JOB ITEM A ->
In the snow guard thread, how much did the contractor quote to install the guards?

# Price check? Snow Guard installation



## dukedan (Dec 8, 2012)

I've purchased SGC100 style snow guards (copper) for my 2 year old architectural shingled roof. Got a qualified contractor to come out and give me a price to install. There are 29 total going on the front of the house in two rows and 10 more on a section of roof in the back of the house (these are galvanized). The contractor is competent - he's using copper nails with the copper guards (to match new copper gutters) and will remove and replace the existing shingles in order to install the guards properly.

I'm supplying the snow guards. He's given me a price of $1,365 to install. Does this price seem right? It looks high (but every price looks high to me).

Thanks for the input.


----------



## OldNBroken (Jun 11, 2008)

I'm assuming it's a steeper pitched roof. He is actually taking the time to do it right by removing and replacing the shingles instead of just forcing them in there. Knows enough to use proper fasteners. I would say that's a reasonable price from a competent installer. Possibly on the cheaper side.


----------



## Gymschu (Dec 12, 2010)

Dukedan, remember, there's really no way for anyone on here to help you with a price. Different parts of the country have different price structures.......i.e. New York City is gonna have higher prices than say Appalachia. You also have to consider whether your contractor has proper insurance, is he paying healthcare for his employees, etc. Someone could come in and say, "I'll do it for $500." Then you find out they don't have insurance, used cheap fasteners, and screwed up your roof. The best thing for you to do is check his references then check some recent jobs. Then you will know if you're paying too much.


----------



## tinner666 (Mar 14, 2005)

The roofer is doing you a disservice if he's installing 2 rows on the roof at the eaves. They aren't made to catch sliding snow and ice. It won't happen.
Here's a link showing the proper installation techniques. http://www.albertsroofing.com/SnowGuard Installation.htm
I wouldn't even give a contract to install two rows, or even three. I'd pass.

To better understand how it works, have somebody roll a bowling ball down a sliding board for you to catch with your stationary hand at the bottom.
Then, in the middle of the sliding board, have somebody place the bowling ball against your hand.

BTW, I charge $16.00 to maybe even $40. per guard to install, depending on the roof, accessibility, etc.


----------

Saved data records
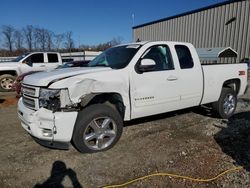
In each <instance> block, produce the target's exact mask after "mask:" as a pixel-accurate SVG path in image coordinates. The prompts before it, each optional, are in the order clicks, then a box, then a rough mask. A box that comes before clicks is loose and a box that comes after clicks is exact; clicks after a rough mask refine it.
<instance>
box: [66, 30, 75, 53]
mask: <svg viewBox="0 0 250 188" xmlns="http://www.w3.org/2000/svg"><path fill="white" fill-rule="evenodd" d="M72 35H73V33H72V31H69V32H67V33H66V34H65V40H66V41H65V48H66V49H67V50H69V51H70V52H71V51H72V48H74V46H75V44H74V40H73V38H72Z"/></svg>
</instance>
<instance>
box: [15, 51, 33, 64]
mask: <svg viewBox="0 0 250 188" xmlns="http://www.w3.org/2000/svg"><path fill="white" fill-rule="evenodd" d="M29 54H30V53H25V54H23V55H20V56H18V57H17V58H16V59H14V60H12V61H13V62H18V61H20V60H21V59H23V58H24V57H26V56H27V55H29Z"/></svg>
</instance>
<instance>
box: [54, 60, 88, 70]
mask: <svg viewBox="0 0 250 188" xmlns="http://www.w3.org/2000/svg"><path fill="white" fill-rule="evenodd" d="M89 62H90V61H89V60H84V61H71V62H67V63H64V64H62V65H59V66H58V67H57V69H64V68H70V67H87V66H88V63H89Z"/></svg>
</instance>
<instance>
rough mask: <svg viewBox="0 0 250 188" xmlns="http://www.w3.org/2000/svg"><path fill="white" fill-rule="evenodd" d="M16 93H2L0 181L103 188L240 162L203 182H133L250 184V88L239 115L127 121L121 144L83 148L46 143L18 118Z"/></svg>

JOB ITEM B ->
Copy out every line of the records above without any changes, but leave the pictures out.

RESPONSE AREA A ->
$1,365

RESPONSE AREA B ->
In each <instance> block, produce the target's exact mask after "mask:" as a pixel-accurate SVG path in image coordinates. The prompts before it, each optional, are in the order clicks, then a box, then a rough mask. A box that comes before clicks is loose and a box that comes after clicks is exact; clicks after a rough mask refine it.
<instance>
box: [66, 30, 75, 53]
mask: <svg viewBox="0 0 250 188" xmlns="http://www.w3.org/2000/svg"><path fill="white" fill-rule="evenodd" d="M72 35H73V33H72V31H69V32H67V33H66V34H65V40H66V41H65V48H66V49H67V50H69V51H70V52H71V51H72V48H74V46H75V44H74V40H73V38H72Z"/></svg>
</instance>
<instance>
box: [15, 51, 33, 64]
mask: <svg viewBox="0 0 250 188" xmlns="http://www.w3.org/2000/svg"><path fill="white" fill-rule="evenodd" d="M29 54H30V53H25V54H23V55H20V56H18V57H17V58H16V59H14V60H12V61H13V62H18V61H20V60H21V59H23V58H24V57H26V56H27V55H29Z"/></svg>
</instance>
<instance>
box: [54, 60, 88, 70]
mask: <svg viewBox="0 0 250 188" xmlns="http://www.w3.org/2000/svg"><path fill="white" fill-rule="evenodd" d="M89 62H90V61H89V60H84V61H71V62H67V63H64V64H62V65H59V66H58V67H57V69H64V68H70V67H87V66H88V63H89Z"/></svg>
</instance>
<instance>
rough mask: <svg viewBox="0 0 250 188" xmlns="http://www.w3.org/2000/svg"><path fill="white" fill-rule="evenodd" d="M16 93H2L0 181L103 188L240 162L203 182H133L250 184V88L239 115L127 121L121 144L83 148L46 143L18 118Z"/></svg>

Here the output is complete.